───── Records for the exercise

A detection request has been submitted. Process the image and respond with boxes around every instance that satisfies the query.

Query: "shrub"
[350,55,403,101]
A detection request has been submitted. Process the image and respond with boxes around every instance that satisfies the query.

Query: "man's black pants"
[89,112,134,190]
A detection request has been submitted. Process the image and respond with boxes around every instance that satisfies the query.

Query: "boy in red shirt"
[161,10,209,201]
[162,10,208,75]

──────────

[Exercise description] Return the full listing unchanged.

[Solution to the exercise]
A detection request has been submitted. Process the image and respond with boxes around every instance that satisfies the query.

Query: "shrub"
[350,55,403,101]
A detection request has been submitted. Process the image and respond with boxes around every instance that satisfies the query.

Query: "man's black pants"
[89,112,134,190]
A detection request has been submitted. Process the image and respond with boxes around every instance that satisfies the query.

Query: "boy in red shirt"
[161,10,209,201]
[162,10,208,75]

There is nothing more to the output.